**** FRAGMENT DOKUMENTU

W stanie prawnym obowiązującym przed wejściem w życie Kodeksu postępowania cywilnego z 1964 r. dopuszczalność zaskarżenia zażaleniem postanowienia sądu pierwszej instancji oddalającego lub odrzucającego wniosek o przywrócenie terminu do wniesienia rewizji nie budziła wątpliwości, gdyż art. 391 § 1 pkt 10 d. k.p.c., według tekstu jednolitego z 1950 r. (Dz. U. z 1950 r. Nr 43, poz. 394 ze zm.), wyraźnie przewidywał, że zażalenie do sądu rewizyjnego służy na postanowienie sądu, którego przedmiotem jest odmowa przywrócenia terminu do wniesienia środka odwoławczego. Przy tak jednoznacznej regulacji zbędne było rozważanie charakteru postanowienia oddalającego lub odrzucającego wniosek o przywrócenie terminu do wniesienia rewizji, w szczególności rozważanie, czy jest to postanowienie kończące postępowanie w sprawie.

********

**POLECENIE**.
Odpowiedz krótko na pytania dotyczące fragmentu dokumentu powyżej.
(a) Który przepis dawnego k.p.c. przewidywał zażalenie na postanowienie odmawiające przywrócenia terminu do wniesienia środka odwoławczego?
(b) Z którego roku pochodził tekst jednolity, w którym znajdował się ten przepis?
(c) Czego rozważanie było zbędne przy tak jednoznacznej regulacji?

**** MATERIAŁ ŹRÓDŁOWY

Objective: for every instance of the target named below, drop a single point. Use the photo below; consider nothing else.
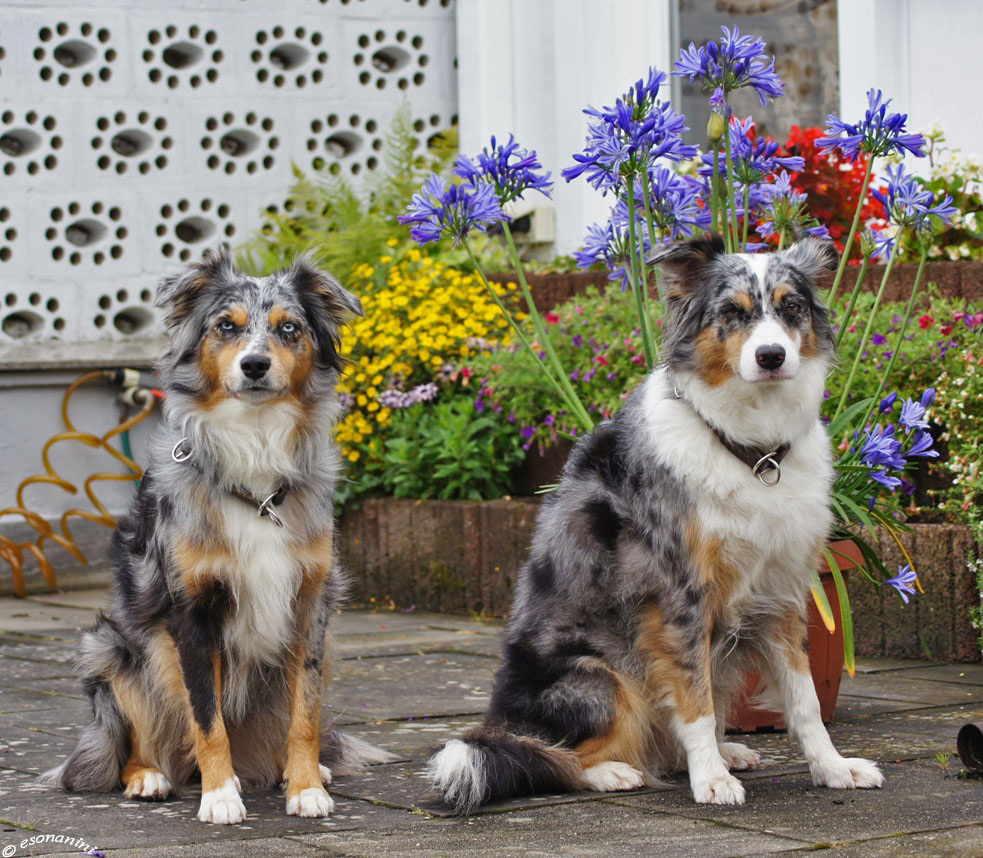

********

**ODPOWIEDŹ**.
(a) Art. 391 § 1 pkt 10 d. k.p.c.
(b) Z 1950 r. (Dz. U. z 1950 r. Nr 43, poz. 394 ze zm.).
(c) Rozważanie charakteru postanowienia oddalającego lub odrzucającego wniosek o przywrócenie terminu do wniesienia rewizji, w szczególności tego, czy jest to postanowienie kończące postępowanie w sprawie.